Task description: Rewrite all of the material below, switching "pixel coordinates" to "pixel positions" and keeping everything else the same. Leave the pictures out of your answer.

Pointing and labeling entries:

^^^^

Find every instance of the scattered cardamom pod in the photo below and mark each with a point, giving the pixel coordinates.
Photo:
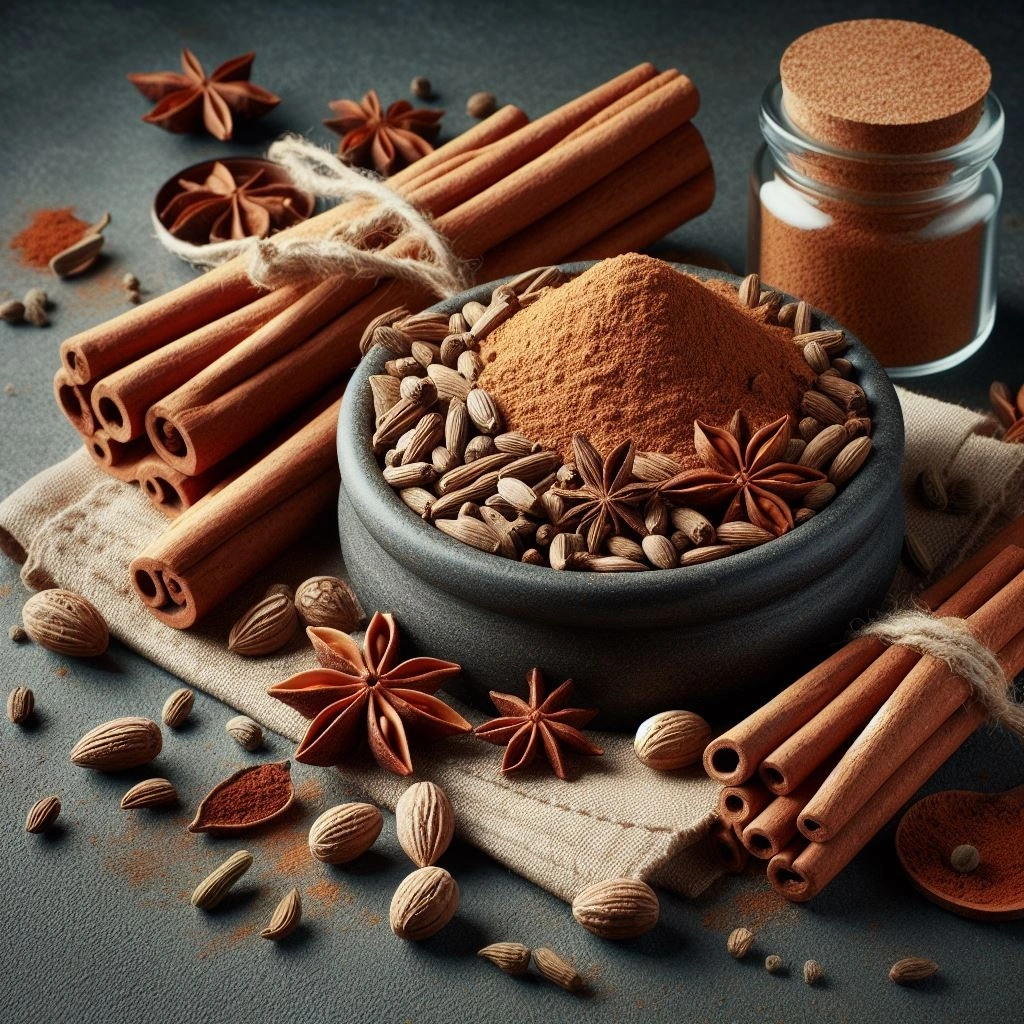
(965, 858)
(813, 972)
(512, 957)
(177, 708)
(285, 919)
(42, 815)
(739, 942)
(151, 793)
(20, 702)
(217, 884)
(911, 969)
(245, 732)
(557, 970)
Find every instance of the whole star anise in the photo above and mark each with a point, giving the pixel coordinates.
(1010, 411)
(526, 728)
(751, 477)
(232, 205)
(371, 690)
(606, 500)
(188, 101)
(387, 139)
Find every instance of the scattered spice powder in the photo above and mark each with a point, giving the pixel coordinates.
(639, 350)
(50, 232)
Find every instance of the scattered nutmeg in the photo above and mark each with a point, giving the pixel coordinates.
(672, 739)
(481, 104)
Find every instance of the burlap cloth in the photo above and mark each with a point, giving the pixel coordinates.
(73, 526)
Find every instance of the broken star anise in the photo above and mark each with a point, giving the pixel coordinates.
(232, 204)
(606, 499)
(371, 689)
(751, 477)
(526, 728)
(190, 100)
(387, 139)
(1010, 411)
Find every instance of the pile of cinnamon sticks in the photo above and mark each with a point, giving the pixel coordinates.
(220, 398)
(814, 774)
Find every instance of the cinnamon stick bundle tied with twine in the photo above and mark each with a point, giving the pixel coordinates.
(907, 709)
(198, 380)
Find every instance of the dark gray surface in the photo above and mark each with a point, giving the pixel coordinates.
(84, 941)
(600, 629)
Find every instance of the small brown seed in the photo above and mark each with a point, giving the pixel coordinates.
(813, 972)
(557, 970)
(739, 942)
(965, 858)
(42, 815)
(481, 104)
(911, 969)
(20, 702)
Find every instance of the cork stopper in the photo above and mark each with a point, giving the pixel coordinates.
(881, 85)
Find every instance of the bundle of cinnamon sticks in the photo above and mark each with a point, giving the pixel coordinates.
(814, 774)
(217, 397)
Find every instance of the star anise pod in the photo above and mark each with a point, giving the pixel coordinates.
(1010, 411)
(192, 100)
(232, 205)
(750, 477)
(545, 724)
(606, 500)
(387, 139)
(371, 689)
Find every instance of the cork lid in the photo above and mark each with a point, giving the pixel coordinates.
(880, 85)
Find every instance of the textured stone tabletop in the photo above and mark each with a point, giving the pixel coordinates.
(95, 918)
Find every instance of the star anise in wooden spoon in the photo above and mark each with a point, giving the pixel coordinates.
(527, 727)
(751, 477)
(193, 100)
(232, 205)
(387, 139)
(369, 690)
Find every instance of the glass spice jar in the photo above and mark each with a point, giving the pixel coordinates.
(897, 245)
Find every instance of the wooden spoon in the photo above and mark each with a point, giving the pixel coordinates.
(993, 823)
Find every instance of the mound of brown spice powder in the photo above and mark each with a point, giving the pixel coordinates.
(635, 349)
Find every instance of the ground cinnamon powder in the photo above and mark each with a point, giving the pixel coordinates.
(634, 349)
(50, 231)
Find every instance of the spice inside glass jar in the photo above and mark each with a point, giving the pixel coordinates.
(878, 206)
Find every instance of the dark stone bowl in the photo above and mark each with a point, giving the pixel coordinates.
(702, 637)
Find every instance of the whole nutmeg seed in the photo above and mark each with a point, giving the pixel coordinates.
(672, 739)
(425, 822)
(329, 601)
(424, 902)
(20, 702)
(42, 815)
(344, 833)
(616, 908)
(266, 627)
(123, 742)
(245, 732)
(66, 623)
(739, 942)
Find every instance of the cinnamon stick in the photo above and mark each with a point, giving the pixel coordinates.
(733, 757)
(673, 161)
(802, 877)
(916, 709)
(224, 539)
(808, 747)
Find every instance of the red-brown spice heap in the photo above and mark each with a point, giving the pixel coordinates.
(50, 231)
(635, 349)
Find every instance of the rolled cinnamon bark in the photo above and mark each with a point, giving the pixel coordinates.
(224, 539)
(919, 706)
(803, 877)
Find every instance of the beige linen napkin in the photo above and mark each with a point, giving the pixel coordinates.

^^^^

Completed exercise:
Find every instance of the scattered cardamom pod in the photo below and mark each with a point, giving the pixel positions.
Photo:
(965, 858)
(813, 972)
(512, 957)
(177, 708)
(285, 919)
(42, 815)
(739, 942)
(151, 793)
(20, 702)
(217, 884)
(911, 969)
(245, 732)
(557, 970)
Find every instance of the whole star anise in the photo above and mark each with a point, giving the pixel positions.
(1010, 411)
(526, 728)
(751, 477)
(232, 205)
(371, 690)
(606, 500)
(188, 101)
(387, 139)
Find every instance of the scattered spice powder in the photo above and mark each with a point, giving the pixel positions.
(639, 350)
(50, 232)
Find every instance of the scattered nutmeg in the photo above and mark each with a point, giving the pixel positions.
(672, 739)
(481, 104)
Find every instance of the burlap cloth in the photo above and mark each with a point, giving the pixel positions.
(73, 526)
Find every instance of the broken star anise in the photo above and mark each with a point, giving the pixel positions.
(232, 204)
(606, 499)
(371, 689)
(751, 477)
(526, 728)
(190, 100)
(387, 139)
(1010, 411)
Find every instance of the pile of cinnamon sticks in the photo above and mark each with a point, giving the pixel positions.
(220, 398)
(814, 774)
Find every instance of the cinnamon stick bundle tied with twine in the photo above and mark each with a point, giving the pixel positions.
(907, 709)
(198, 380)
Find every instance of the dark gray surface in the photo above and mark each with a point, giving the pixel positions.
(84, 941)
(600, 629)
Find every instance of the small brown seed in the photo above and mark each with a point, giving the pixel positions.
(813, 972)
(557, 970)
(739, 942)
(965, 858)
(42, 815)
(481, 104)
(911, 969)
(20, 702)
Find every instance of the cork stopper in the photo above and mark each with a point, giving the pixel positions.
(881, 85)
Find every instance of the bundle of cinnamon sticks in the photo above and mark each with a point, giving the pixel positions.
(814, 774)
(217, 397)
Find every instance of the star anise pod in the photo above and mark each with a point, giving the pixel positions.
(1010, 411)
(192, 100)
(232, 205)
(750, 477)
(545, 724)
(606, 500)
(387, 139)
(371, 689)
Find every instance of the cork lid in the photo above and mark each with a point, giving the pixel positions.
(880, 85)
Find every instance of the textured stone tabletop in the photo above and mark each with a point, giving the pixel positions.
(95, 918)
Find every instance of the star anise in wooden spoon in the photo above and mark each with a point, giving the pixel positions.
(527, 727)
(751, 477)
(193, 100)
(232, 205)
(387, 139)
(369, 690)
Find every instance of the glass spice jar in the photo above and mark each with a point, giving the pixel positions.
(897, 245)
Find every instance of the wooden spoon in the photo above and mark each with a point, giving the pixel positions.
(993, 823)
Find every instance of the mound of brown spice powder in the photo above and mark each with a point, giving the pixel positions.
(635, 349)
Find every instance of the ground cinnamon powder in the photo above and mark each with a point, giving the pixel positions.
(634, 349)
(50, 231)
Find every instance of the spice inside glass jar in the photo above and mark each with a point, giving the pixel positions.
(878, 206)
Find every instance of the dark stone bowl in the photo above and mark each with a point, giving the pixel positions.
(702, 637)
Find every instance of the whole nutmeg seed in the photo above and mark each with a point, giving the pixel positions.
(672, 739)
(425, 822)
(329, 601)
(424, 902)
(20, 702)
(42, 815)
(344, 833)
(616, 908)
(266, 627)
(123, 742)
(245, 732)
(66, 623)
(739, 942)
Find every instance of the cinnamon stick in the photo above and mark each with a point, giving the pixel positions.
(733, 757)
(673, 161)
(802, 877)
(916, 709)
(224, 539)
(808, 747)
Find every instance of the red-brown spice heap in the photo above and mark each with a point, giving the pixel positions.
(50, 231)
(635, 349)
Find every instance of the rolled cinnamon bark in the photo above and mark each with a point, giving the pixel positions.
(224, 539)
(919, 706)
(803, 877)
Find every instance of the beige linen napkin in the photo above and mark each with a point, giving the pixel positions.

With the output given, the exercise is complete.